*Task instructions:* Give back the records in full, with every line exactly as it was.
Stored data below:
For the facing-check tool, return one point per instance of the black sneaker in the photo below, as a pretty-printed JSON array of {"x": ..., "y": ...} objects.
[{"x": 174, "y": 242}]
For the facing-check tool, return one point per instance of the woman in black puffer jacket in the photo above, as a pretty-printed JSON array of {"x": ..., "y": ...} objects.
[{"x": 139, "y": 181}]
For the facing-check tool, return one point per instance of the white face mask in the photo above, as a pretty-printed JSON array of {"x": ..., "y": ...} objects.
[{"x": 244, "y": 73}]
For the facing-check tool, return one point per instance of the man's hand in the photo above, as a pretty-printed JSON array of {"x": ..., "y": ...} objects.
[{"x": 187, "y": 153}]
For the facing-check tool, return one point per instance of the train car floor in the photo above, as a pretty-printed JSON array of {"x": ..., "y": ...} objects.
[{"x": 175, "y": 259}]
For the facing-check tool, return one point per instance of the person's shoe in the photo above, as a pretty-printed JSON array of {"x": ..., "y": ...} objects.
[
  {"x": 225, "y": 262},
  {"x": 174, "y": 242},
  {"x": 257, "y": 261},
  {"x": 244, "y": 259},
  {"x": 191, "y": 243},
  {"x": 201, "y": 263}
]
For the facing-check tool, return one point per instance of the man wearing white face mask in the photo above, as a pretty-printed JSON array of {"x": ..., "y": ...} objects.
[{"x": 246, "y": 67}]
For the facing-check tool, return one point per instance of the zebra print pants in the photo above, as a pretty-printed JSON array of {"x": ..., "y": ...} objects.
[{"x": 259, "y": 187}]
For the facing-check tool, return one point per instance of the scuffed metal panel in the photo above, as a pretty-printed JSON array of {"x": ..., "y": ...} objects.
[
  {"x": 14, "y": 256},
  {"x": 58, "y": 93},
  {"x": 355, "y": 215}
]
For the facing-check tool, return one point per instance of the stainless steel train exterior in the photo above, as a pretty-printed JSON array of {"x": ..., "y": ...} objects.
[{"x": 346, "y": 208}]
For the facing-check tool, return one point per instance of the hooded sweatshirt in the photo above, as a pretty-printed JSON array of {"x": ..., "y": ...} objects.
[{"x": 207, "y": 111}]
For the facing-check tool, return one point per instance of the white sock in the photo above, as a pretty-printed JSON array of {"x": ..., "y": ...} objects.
End of Stored data.
*Answer box:*
For the facing-check tool, return one point per instance of the black sneaker in the photo below, as a pretty-printed JSON array of {"x": ..., "y": ...} objects.
[{"x": 174, "y": 242}]
For the facing-check tool, return one point per instance of the woman in black puffer jacket in the photo above, as a pretty-printed JSON array of {"x": ..., "y": ...} objects.
[{"x": 139, "y": 181}]
For the facing-check tool, return one point per instance of the white face mask in the photo above, as a pretty-printed JSON array of {"x": ..., "y": ...} objects.
[{"x": 244, "y": 73}]
For the facing-check tool, return one point per instance of the man's hand in the photo above, as a pretty-printed JSON array of {"x": ..., "y": ...} objects.
[{"x": 187, "y": 153}]
For the facing-check tool, return one point per instance of the train car floor in the photo above, as a pretty-printed JSON array of {"x": ..., "y": ...} objects.
[{"x": 175, "y": 259}]
For the facing-check tool, return one point per instance of the person's shoe in the photo above, as a pretty-printed JSON array of {"x": ..., "y": ...} objects.
[
  {"x": 225, "y": 262},
  {"x": 174, "y": 242},
  {"x": 257, "y": 261},
  {"x": 244, "y": 259},
  {"x": 191, "y": 243},
  {"x": 201, "y": 263}
]
For the facing-check tool, return one point per instance of the man wearing white face mask in the photo above, as a pretty-printed JSON array of {"x": ..., "y": ...} objects.
[{"x": 246, "y": 67}]
For the facing-check tool, return one point per instance of the zebra print pants in the photo above, as a pretty-printed JSON array of {"x": ..., "y": ...} objects.
[{"x": 259, "y": 187}]
For the facing-check tool, return one point per instance of the scuffed metal panel in the photo above, as a pretty-printed JSON array of {"x": ..., "y": ...} objects.
[
  {"x": 14, "y": 256},
  {"x": 58, "y": 93},
  {"x": 355, "y": 215}
]
For the facing-check tool, return one point per instance of the stainless steel train exterior in the photo above, as a pretty-printed JSON array of {"x": ..., "y": ...} objects.
[{"x": 346, "y": 208}]
For the facing-check tool, return one point per instance of the hooded sweatshirt in the photo above, as a pretty-printed JSON array of {"x": ..., "y": ...} objects.
[{"x": 207, "y": 111}]
For the facing-check tool, return one point per instance of the white sock in the photo above, as a pretty-printed JSON array of {"x": ..., "y": ...} objects.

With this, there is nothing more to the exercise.